### Goal of the exercise
Copy the material below word for word, but leave out the picture.

# START OF Data section

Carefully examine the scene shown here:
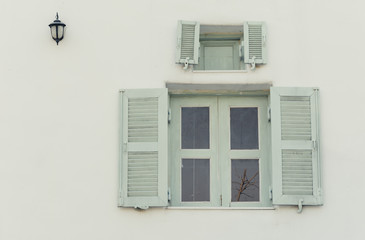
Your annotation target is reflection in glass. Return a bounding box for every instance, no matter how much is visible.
[181,159,210,202]
[231,107,259,149]
[231,159,260,202]
[181,107,209,149]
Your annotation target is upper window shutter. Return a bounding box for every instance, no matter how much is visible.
[270,87,323,209]
[119,88,168,209]
[176,21,200,64]
[243,22,267,68]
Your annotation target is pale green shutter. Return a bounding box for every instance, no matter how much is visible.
[176,21,200,64]
[243,22,267,68]
[119,89,168,209]
[270,87,322,207]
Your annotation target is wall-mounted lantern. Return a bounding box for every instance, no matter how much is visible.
[48,13,66,45]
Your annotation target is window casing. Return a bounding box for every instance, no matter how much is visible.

# END OF Data section

### Solution
Carefully examine the scene shown here:
Your annotation target is reflection in glass. Return a bounding box for every instance, no matter how much is visible.
[181,159,210,202]
[231,107,259,149]
[231,159,260,202]
[181,107,209,149]
Your annotation target is upper window shutter. Return a bounding box for every instance, no matter how much is visible.
[270,87,323,209]
[119,88,168,209]
[176,21,200,64]
[243,22,267,68]
Your annotation target is pale green shutter. Return a bounding box for every instance, no matter how much is visible.
[176,21,200,64]
[243,22,267,68]
[119,89,168,209]
[270,87,322,207]
Your annotation target is wall-mounted lantern. Return a bounding box for every instance, no matter how much is visible.
[48,13,66,45]
Your annotation target is window casing. Return a bounding box for every instance, no matter how much is visible.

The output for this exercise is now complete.